PROBLEM TO WORK ON:
What you return must match the listing below exactly, minus any pictures.

○ ○ ○ ○

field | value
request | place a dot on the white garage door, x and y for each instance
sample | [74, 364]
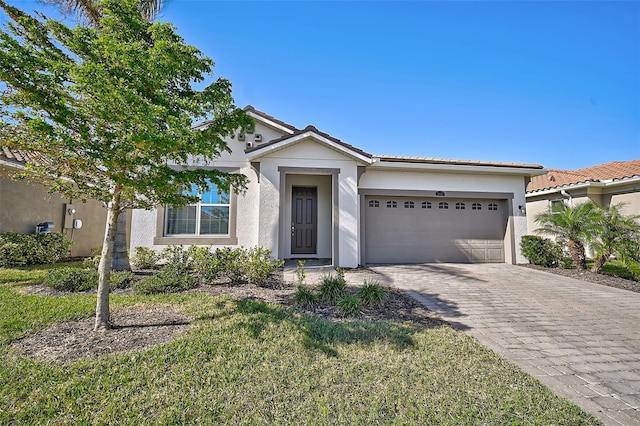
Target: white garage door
[417, 230]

○ ○ ○ ○

TASK SOLUTION:
field | value
request | place a dot on the white garage door, x and y for each instance
sample | [74, 364]
Target: white garage door
[417, 230]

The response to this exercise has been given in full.